• _Recorded information_:

--------------------------------

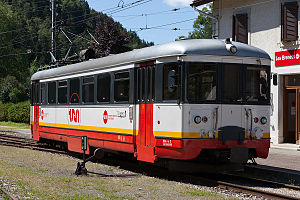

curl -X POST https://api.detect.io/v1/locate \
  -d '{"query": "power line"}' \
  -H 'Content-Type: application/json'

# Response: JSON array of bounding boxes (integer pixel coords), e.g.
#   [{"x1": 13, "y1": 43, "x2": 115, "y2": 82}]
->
[
  {"x1": 134, "y1": 18, "x2": 197, "y2": 32},
  {"x1": 57, "y1": 0, "x2": 152, "y2": 27},
  {"x1": 113, "y1": 7, "x2": 194, "y2": 17}
]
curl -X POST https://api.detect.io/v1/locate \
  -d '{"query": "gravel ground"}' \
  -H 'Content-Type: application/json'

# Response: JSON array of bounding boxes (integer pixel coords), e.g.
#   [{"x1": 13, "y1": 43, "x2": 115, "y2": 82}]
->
[
  {"x1": 0, "y1": 146, "x2": 272, "y2": 200},
  {"x1": 0, "y1": 127, "x2": 300, "y2": 200}
]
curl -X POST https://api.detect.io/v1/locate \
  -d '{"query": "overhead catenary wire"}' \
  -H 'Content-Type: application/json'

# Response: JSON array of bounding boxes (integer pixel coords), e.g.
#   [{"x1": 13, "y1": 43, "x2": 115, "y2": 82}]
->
[
  {"x1": 0, "y1": 0, "x2": 152, "y2": 35},
  {"x1": 131, "y1": 18, "x2": 197, "y2": 32},
  {"x1": 67, "y1": 0, "x2": 152, "y2": 24}
]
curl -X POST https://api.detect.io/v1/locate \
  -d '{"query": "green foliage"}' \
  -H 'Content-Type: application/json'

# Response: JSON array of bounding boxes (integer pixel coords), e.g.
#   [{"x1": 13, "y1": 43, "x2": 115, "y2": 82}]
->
[
  {"x1": 0, "y1": 101, "x2": 30, "y2": 123},
  {"x1": 0, "y1": 103, "x2": 11, "y2": 121},
  {"x1": 7, "y1": 101, "x2": 30, "y2": 123},
  {"x1": 175, "y1": 3, "x2": 213, "y2": 41},
  {"x1": 0, "y1": 76, "x2": 28, "y2": 103},
  {"x1": 188, "y1": 4, "x2": 213, "y2": 39},
  {"x1": 0, "y1": 0, "x2": 153, "y2": 102}
]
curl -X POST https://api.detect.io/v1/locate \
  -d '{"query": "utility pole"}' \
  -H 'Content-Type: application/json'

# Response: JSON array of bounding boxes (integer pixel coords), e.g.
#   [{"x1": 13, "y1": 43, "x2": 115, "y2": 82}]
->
[{"x1": 51, "y1": 0, "x2": 56, "y2": 63}]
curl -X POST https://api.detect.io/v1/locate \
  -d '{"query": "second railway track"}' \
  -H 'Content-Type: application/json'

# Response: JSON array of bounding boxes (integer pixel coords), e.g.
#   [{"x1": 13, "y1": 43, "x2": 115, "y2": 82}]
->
[
  {"x1": 0, "y1": 131, "x2": 67, "y2": 154},
  {"x1": 0, "y1": 131, "x2": 300, "y2": 199}
]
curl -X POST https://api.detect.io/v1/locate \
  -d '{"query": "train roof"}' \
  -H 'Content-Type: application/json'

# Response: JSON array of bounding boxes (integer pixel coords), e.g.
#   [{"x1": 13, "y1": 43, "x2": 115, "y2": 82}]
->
[{"x1": 31, "y1": 39, "x2": 270, "y2": 81}]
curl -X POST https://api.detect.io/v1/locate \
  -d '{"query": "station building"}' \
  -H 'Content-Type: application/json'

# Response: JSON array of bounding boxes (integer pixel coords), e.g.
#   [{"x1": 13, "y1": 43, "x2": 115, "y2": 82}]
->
[{"x1": 192, "y1": 0, "x2": 300, "y2": 144}]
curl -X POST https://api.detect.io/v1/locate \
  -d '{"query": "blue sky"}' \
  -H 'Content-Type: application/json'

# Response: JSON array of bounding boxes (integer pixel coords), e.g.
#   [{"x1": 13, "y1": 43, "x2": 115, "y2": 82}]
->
[{"x1": 87, "y1": 0, "x2": 198, "y2": 44}]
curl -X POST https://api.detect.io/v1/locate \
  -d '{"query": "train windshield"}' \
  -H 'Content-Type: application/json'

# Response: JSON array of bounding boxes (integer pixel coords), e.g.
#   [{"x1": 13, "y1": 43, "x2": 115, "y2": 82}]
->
[
  {"x1": 186, "y1": 62, "x2": 270, "y2": 104},
  {"x1": 187, "y1": 63, "x2": 217, "y2": 101},
  {"x1": 245, "y1": 66, "x2": 269, "y2": 102}
]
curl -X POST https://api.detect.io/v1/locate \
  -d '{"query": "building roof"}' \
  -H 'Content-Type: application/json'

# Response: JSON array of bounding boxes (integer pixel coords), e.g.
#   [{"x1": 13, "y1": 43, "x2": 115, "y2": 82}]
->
[
  {"x1": 190, "y1": 0, "x2": 214, "y2": 7},
  {"x1": 31, "y1": 39, "x2": 270, "y2": 81}
]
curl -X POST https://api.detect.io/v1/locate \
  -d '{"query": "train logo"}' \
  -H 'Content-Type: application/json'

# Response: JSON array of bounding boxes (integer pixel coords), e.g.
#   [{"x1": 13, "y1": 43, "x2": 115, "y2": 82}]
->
[
  {"x1": 69, "y1": 109, "x2": 80, "y2": 123},
  {"x1": 103, "y1": 110, "x2": 108, "y2": 124}
]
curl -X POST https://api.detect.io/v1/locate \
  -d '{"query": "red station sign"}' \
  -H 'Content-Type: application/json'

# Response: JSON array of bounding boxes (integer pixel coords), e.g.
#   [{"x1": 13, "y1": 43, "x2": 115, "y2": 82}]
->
[{"x1": 275, "y1": 49, "x2": 300, "y2": 67}]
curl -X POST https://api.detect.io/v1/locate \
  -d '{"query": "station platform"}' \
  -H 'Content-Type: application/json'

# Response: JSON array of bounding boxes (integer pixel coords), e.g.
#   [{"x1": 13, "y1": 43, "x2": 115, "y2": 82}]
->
[{"x1": 255, "y1": 144, "x2": 300, "y2": 172}]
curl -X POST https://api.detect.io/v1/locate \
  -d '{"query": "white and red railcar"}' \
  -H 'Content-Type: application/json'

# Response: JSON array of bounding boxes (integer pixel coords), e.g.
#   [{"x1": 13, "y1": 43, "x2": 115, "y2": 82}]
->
[{"x1": 31, "y1": 40, "x2": 270, "y2": 162}]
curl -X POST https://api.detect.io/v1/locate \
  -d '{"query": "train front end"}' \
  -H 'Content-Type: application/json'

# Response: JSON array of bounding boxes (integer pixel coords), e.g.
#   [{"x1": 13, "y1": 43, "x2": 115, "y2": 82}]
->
[{"x1": 154, "y1": 39, "x2": 271, "y2": 163}]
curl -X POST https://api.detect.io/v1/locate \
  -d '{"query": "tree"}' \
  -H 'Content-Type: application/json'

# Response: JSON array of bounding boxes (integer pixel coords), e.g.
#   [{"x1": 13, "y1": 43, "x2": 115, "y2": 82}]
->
[
  {"x1": 189, "y1": 3, "x2": 213, "y2": 39},
  {"x1": 176, "y1": 3, "x2": 213, "y2": 40},
  {"x1": 0, "y1": 76, "x2": 28, "y2": 103},
  {"x1": 94, "y1": 18, "x2": 131, "y2": 57}
]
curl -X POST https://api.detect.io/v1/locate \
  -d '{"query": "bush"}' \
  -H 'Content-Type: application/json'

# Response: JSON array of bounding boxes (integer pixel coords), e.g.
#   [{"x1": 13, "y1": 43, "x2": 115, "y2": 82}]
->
[
  {"x1": 0, "y1": 101, "x2": 30, "y2": 123},
  {"x1": 0, "y1": 103, "x2": 11, "y2": 121}
]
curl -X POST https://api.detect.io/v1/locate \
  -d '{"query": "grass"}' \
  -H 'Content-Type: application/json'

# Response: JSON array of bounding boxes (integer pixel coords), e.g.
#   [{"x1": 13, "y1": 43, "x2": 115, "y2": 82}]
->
[
  {"x1": 184, "y1": 190, "x2": 216, "y2": 197},
  {"x1": 0, "y1": 122, "x2": 30, "y2": 129},
  {"x1": 0, "y1": 188, "x2": 10, "y2": 200}
]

--------------------------------

• _Exercise objective_:
Count the lines in the entries above that contain the string "station", treating uppercase and lowercase letters as different, and reply with that number alone.

• _Full output_:
3